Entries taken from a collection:
##########
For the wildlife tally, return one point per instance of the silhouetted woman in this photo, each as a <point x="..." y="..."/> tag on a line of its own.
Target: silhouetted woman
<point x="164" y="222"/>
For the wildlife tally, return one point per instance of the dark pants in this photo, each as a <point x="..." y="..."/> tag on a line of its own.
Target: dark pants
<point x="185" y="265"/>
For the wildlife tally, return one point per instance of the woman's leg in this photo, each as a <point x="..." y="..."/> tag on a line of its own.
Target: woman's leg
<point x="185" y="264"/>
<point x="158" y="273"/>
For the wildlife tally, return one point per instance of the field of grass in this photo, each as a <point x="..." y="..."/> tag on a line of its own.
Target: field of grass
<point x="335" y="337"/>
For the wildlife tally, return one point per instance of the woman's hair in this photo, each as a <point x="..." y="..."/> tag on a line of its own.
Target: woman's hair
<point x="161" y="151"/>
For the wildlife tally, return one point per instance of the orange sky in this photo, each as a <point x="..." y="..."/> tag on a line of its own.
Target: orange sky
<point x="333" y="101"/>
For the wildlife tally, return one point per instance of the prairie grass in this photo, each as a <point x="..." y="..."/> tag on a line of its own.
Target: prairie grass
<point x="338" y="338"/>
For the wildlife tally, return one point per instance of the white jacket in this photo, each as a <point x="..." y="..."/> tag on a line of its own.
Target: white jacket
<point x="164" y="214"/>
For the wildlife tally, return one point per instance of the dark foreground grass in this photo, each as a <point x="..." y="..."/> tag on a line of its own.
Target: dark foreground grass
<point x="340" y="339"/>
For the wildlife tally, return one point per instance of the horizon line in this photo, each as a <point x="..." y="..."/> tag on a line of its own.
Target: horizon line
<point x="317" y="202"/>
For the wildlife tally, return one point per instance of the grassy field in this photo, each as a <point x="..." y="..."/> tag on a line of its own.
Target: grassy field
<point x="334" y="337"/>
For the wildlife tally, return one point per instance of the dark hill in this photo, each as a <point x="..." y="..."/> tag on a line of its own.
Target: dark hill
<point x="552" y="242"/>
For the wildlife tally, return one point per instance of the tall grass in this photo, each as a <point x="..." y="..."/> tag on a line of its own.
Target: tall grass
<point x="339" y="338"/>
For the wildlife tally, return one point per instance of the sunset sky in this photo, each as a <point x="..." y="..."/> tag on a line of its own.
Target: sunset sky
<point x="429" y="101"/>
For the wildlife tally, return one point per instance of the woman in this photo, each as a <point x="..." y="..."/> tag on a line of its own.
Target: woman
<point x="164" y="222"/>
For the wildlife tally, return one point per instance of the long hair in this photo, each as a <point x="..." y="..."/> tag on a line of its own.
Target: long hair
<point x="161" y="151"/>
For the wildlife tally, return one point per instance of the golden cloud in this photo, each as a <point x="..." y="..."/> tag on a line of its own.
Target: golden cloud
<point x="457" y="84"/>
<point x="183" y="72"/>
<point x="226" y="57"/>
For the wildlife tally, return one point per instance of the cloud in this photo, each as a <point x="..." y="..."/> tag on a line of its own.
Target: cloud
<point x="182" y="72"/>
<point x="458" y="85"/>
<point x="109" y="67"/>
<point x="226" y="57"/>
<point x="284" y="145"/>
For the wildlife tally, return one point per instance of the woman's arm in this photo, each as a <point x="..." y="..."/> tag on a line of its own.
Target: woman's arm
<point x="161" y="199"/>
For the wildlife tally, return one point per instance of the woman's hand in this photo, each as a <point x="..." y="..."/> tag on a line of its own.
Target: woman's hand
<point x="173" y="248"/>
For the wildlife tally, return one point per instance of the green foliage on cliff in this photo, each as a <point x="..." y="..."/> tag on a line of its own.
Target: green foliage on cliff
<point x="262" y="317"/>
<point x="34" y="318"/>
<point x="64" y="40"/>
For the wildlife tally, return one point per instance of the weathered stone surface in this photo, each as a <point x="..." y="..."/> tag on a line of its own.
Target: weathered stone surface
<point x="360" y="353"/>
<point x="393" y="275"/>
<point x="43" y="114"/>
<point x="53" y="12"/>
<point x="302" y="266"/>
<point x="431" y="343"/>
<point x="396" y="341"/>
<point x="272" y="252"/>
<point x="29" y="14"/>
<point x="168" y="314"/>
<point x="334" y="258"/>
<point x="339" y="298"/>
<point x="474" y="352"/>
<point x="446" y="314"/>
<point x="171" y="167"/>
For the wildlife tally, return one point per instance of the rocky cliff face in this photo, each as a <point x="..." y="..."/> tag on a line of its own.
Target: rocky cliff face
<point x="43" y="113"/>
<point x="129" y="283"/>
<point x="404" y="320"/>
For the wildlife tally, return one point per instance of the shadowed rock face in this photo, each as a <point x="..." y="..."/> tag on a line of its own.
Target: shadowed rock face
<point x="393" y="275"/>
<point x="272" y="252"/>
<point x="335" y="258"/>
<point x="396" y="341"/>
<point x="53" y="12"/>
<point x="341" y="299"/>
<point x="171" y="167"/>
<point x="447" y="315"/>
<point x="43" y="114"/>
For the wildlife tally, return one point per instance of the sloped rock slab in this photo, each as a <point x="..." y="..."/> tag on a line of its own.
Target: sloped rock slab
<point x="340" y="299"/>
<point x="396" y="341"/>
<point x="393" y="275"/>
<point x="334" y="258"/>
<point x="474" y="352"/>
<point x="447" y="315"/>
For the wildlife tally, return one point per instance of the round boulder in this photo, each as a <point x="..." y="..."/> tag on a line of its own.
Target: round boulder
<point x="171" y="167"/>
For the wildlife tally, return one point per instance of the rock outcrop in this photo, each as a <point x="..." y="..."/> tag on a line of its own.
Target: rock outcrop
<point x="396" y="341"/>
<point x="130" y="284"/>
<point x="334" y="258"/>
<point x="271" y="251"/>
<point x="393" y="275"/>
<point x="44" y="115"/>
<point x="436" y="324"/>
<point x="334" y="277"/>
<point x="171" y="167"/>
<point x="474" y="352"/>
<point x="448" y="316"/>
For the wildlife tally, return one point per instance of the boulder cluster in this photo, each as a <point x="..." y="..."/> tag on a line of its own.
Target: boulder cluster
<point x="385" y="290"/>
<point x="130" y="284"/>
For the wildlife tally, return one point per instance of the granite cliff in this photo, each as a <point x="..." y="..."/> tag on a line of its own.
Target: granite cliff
##########
- _What is needed_: From the listing above, reproduce all the lines exactly.

- _Written solution_:
For the wildlife tally, return one point per instance of the silhouetted woman in this photo, each as a <point x="..." y="..."/> tag on a line of its own.
Target: silhouetted woman
<point x="164" y="222"/>
For the wildlife tally, return one point per instance of the dark pants in this photo, each as a <point x="..." y="..."/> tag on a line of its own.
Target: dark pants
<point x="185" y="265"/>
For the wildlife tally, return one point per instance of the woman's leg in this photo, each as a <point x="..." y="..."/> tag on a line of its own.
Target: woman's leg
<point x="185" y="264"/>
<point x="158" y="273"/>
For the wildlife tally, return one point per instance of the field of grass in this photo, each as a <point x="..." y="..."/> tag on a line of its own.
Target: field of grass
<point x="335" y="337"/>
For the wildlife tally, return one point per instance of the woman's hair in this photo, each as a <point x="..." y="..."/> tag on a line of its own.
Target: woman's hair
<point x="161" y="151"/>
For the wildlife tally, return one point per instance of the orange sky in this photo, each as a <point x="..." y="..."/> tag on a line of its own.
Target: orange sky
<point x="333" y="101"/>
For the wildlife tally, return one point per instance of the prairie grass in this photo, each as a <point x="..." y="..."/> tag on a line of its own.
Target: prairie grass
<point x="338" y="338"/>
For the wildlife tally, return one point per instance of the white jacket in this photo, each as a <point x="..." y="..."/> tag on a line of its own.
Target: white jacket
<point x="164" y="214"/>
For the wildlife tally, return one point per instance of the dark foreground grass in this photo, each as a <point x="..." y="..."/> tag on a line of its own.
Target: dark foreground grass
<point x="340" y="339"/>
For the wildlife tally, return one point per instance of the horizon line in this photo, each as a <point x="..." y="..."/> tag on a line of its own.
Target: horizon line
<point x="317" y="202"/>
For the wildlife tally, return one point per instance of the grassy field in this photo, each as a <point x="..." y="..."/> tag on a line of its own.
Target: grassy field
<point x="334" y="337"/>
For the wildlife tally, return one point per instance of the dark hill in this photo, each as a <point x="..." y="..."/> tag on a line of its own.
Target: dark hill
<point x="552" y="242"/>
For the wildlife tally, return one point per instance of the tall grass in this photo, each as a <point x="..." y="..."/> tag on a line of its own.
Target: tall grass
<point x="339" y="338"/>
For the wildlife tally, return one point per instance of the sunset sky in this photo, each as a <point x="..." y="..."/> tag on a line of its own.
Target: sunset sky
<point x="429" y="101"/>
For the wildlife tally, return one point per instance of the woman in this photo, each as a <point x="..." y="..."/> tag on a line of its own.
Target: woman
<point x="164" y="222"/>
For the wildlife tally, return one point per instance of the long hair in this photo, each as a <point x="..." y="..."/> tag on a line of its own.
Target: long hair
<point x="161" y="151"/>
For the wildlife tally, return one point per instance of the golden cloud in this photo, each as a <point x="..." y="..."/> tag on a line of its own.
Target: golden cloud
<point x="457" y="84"/>
<point x="183" y="72"/>
<point x="226" y="57"/>
For the wildlife tally, return one point per instance of the cloud in this photo, each as a <point x="..." y="..."/> tag on a line of its own.
Target: cloud
<point x="182" y="72"/>
<point x="458" y="85"/>
<point x="109" y="67"/>
<point x="226" y="57"/>
<point x="284" y="145"/>
For the wildlife tally, return one point per instance of the woman's arm in this photo, each as a <point x="..." y="..."/> tag on a line of its own.
Target: woman's arm
<point x="161" y="199"/>
For the wildlife tally, return one point per instance of the woman's hand in this photo, each as a <point x="..." y="..."/> tag on a line of its own.
Target: woman's hand
<point x="173" y="248"/>
For the wildlife tally, return one point per instance of the green foliage on cliff in this photo, each as a <point x="..." y="..."/> tag on a line of its own.
Target: green foliage on cliff
<point x="262" y="317"/>
<point x="34" y="318"/>
<point x="64" y="40"/>
For the wildlife tally, return one point per instance of the weathered stone surface in this photo, each as a <point x="..." y="..."/> tag on a line of its own.
Target: weathered stone surface
<point x="360" y="353"/>
<point x="393" y="275"/>
<point x="43" y="114"/>
<point x="53" y="12"/>
<point x="302" y="266"/>
<point x="431" y="343"/>
<point x="396" y="341"/>
<point x="272" y="252"/>
<point x="29" y="14"/>
<point x="168" y="314"/>
<point x="334" y="258"/>
<point x="339" y="298"/>
<point x="474" y="352"/>
<point x="446" y="314"/>
<point x="171" y="167"/>
For the wildlife tally, return one point per instance of the rocky cliff face in this photo, each as a <point x="..." y="..."/> tag on a line of its own.
Target: rocky cliff face
<point x="43" y="113"/>
<point x="129" y="283"/>
<point x="404" y="320"/>
For the wildlife tally, return one point per instance of the shadowed rock face in this photo, each as a <point x="..." y="..."/> tag on a line of its own.
Target: shadowed rock face
<point x="393" y="275"/>
<point x="272" y="252"/>
<point x="335" y="258"/>
<point x="396" y="341"/>
<point x="53" y="12"/>
<point x="341" y="299"/>
<point x="171" y="167"/>
<point x="447" y="315"/>
<point x="43" y="114"/>
For the wildlife tally, return one point per instance of the sloped rock slab in this photo, each as a <point x="..." y="..."/> tag on a line of its own.
Target: sloped rock slab
<point x="340" y="299"/>
<point x="396" y="341"/>
<point x="393" y="275"/>
<point x="334" y="258"/>
<point x="474" y="352"/>
<point x="447" y="315"/>
For the wildlife tally, return one point per instance of the round boulder in this photo, each as a <point x="..." y="..."/> tag on a line of its own.
Target: round boulder
<point x="171" y="167"/>
For the wildlife tally, return one point per instance of the rock outcrop in this photo, each as a <point x="..." y="..."/> tag on a line of its own.
Target: rock outcrop
<point x="396" y="341"/>
<point x="130" y="284"/>
<point x="334" y="258"/>
<point x="271" y="251"/>
<point x="393" y="275"/>
<point x="44" y="115"/>
<point x="436" y="324"/>
<point x="334" y="277"/>
<point x="171" y="167"/>
<point x="474" y="352"/>
<point x="448" y="316"/>
For the wildlife tally, return one point per instance of the boulder cluster in this photo, each as a <point x="..." y="..."/> tag on a line of its own.
Target: boulder cluster
<point x="385" y="290"/>
<point x="130" y="284"/>
For the wildlife tally, return one point per instance of the granite cliff in this photo, each as a <point x="..." y="..."/> tag on a line of its own.
Target: granite cliff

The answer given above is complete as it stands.